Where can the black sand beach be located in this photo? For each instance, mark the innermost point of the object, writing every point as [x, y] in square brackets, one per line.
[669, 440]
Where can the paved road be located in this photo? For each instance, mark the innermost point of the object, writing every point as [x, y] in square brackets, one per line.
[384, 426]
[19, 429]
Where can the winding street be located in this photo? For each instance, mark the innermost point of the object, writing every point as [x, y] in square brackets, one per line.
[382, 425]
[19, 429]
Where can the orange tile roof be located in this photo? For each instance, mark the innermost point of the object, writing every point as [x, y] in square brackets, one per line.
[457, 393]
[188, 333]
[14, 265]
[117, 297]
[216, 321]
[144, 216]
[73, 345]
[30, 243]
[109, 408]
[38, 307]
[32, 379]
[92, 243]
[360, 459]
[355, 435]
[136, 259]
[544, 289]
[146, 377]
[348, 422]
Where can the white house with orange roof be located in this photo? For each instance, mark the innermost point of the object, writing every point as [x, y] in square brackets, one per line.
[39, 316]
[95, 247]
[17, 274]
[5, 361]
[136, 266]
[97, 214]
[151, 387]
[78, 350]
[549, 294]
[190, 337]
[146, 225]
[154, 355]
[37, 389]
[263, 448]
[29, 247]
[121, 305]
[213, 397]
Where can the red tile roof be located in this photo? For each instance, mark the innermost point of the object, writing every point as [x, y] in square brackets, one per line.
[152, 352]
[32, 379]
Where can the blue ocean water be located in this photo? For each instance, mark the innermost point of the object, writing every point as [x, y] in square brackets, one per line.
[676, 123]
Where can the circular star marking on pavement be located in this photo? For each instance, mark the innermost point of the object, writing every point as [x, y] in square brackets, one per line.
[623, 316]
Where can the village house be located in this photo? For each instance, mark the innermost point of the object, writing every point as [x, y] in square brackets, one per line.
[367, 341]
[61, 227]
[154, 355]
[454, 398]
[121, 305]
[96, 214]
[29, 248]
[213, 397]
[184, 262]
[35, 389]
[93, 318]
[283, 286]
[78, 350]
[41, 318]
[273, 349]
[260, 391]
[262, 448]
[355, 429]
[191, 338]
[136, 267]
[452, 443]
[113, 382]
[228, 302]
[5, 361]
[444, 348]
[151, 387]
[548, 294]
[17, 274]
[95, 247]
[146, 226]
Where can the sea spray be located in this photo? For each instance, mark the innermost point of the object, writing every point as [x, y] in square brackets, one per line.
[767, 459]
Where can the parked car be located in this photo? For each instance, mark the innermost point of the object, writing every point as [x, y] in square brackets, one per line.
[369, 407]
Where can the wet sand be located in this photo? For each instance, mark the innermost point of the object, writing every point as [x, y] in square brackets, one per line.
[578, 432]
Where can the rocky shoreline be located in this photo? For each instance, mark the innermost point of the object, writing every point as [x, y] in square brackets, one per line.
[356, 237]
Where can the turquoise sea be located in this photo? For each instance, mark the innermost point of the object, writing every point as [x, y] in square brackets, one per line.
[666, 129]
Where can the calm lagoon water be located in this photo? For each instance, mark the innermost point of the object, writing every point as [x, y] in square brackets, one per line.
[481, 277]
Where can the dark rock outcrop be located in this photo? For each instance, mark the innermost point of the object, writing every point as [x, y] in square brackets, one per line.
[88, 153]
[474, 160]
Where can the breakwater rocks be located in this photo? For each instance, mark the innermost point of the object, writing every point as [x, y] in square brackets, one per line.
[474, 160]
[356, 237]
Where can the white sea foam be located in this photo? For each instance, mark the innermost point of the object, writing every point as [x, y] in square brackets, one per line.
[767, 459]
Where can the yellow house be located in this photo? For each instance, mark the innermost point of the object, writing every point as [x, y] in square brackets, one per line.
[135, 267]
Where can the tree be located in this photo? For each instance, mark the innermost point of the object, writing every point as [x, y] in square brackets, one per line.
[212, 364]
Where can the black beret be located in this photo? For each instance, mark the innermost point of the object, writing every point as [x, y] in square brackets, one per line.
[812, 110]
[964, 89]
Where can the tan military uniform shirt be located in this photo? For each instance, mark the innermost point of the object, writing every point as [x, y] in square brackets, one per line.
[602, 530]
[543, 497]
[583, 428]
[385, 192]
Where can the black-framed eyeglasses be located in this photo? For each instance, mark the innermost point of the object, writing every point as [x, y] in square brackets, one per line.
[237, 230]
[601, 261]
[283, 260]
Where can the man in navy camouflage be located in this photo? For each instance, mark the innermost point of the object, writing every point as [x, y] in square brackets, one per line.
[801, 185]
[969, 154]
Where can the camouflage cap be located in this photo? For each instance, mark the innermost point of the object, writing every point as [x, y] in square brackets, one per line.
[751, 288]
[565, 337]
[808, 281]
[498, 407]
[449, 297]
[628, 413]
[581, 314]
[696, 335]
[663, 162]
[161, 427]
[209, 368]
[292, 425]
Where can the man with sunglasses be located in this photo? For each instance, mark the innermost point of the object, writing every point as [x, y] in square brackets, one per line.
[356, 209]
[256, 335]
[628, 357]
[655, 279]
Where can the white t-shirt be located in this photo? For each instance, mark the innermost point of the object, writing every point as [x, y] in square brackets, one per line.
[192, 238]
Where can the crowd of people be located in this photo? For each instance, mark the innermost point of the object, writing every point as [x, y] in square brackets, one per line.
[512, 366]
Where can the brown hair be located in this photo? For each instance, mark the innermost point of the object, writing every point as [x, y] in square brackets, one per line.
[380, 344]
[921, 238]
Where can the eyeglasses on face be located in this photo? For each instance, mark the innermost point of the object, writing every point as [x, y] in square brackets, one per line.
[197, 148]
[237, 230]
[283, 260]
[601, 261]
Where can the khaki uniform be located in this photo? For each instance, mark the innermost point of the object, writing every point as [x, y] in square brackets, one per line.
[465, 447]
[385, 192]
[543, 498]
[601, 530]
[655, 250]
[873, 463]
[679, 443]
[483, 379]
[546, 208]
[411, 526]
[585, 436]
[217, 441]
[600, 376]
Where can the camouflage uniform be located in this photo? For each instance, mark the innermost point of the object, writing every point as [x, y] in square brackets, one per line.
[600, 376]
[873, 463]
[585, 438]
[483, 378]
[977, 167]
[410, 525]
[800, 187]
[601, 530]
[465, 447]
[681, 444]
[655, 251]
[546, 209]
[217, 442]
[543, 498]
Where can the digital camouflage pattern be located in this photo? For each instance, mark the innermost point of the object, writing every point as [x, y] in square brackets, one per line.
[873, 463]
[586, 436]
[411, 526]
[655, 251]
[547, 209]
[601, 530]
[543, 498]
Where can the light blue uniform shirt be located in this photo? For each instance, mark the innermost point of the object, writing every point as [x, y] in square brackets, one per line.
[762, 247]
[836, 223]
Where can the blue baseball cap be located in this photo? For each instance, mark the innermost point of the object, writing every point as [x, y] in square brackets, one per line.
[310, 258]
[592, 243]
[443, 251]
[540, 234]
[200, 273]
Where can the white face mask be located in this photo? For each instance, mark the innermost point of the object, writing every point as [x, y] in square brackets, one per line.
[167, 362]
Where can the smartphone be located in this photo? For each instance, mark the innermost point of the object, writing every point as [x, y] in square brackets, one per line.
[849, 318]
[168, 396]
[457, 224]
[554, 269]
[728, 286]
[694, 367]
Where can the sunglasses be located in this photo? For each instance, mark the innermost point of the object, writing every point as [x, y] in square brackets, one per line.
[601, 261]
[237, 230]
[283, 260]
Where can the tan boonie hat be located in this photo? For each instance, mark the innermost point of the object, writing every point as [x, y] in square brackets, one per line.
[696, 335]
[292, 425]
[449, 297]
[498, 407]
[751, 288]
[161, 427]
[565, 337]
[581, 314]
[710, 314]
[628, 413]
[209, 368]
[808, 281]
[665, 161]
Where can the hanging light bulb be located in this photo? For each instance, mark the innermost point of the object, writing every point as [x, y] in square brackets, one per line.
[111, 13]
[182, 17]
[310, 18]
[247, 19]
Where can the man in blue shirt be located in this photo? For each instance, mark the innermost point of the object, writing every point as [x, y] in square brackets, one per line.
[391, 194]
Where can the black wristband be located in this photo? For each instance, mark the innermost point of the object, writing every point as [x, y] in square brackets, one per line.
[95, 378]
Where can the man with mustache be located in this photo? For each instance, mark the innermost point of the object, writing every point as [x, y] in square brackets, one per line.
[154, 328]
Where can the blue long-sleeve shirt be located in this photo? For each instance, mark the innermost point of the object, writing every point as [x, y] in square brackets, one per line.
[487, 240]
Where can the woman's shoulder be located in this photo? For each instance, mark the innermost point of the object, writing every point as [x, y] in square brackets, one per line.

***

• To be done: Look above for the line containing "Where can the hanging"; copy from it through the last line, exactly, and nothing more.

• Result:
Where can the hanging light bulb be located in this photo? For each instance, mark the innermost point of the object, writing every point as [x, y] in square brackets, one per line.
[111, 13]
[182, 17]
[310, 18]
[247, 19]
Where can the man in blue shirt be located in this photo? For each instance, mark the innermost point of the object, writing every point as [x, y] in square brackets, one per line.
[391, 194]
Where can the black wristband be located in this photo? For each instance, mark the innermost point of the object, writing every point as [x, y] in square brackets, one per line.
[95, 378]
Where can the man with mustache be located in this photo? For each instance, mark the innermost point of the object, writing every point as [x, y] in square brackets, one per line.
[154, 328]
Where can the blue long-sleeve shirt be located in this photo? For each instance, mark the innermost point of the object, writing every point as [x, y] in square brackets, one per line.
[487, 240]
Where can the woman's shoulder be located in this photo? For each instance, mark the innermost point of the object, writing every point as [x, y] in square brackets, one per line.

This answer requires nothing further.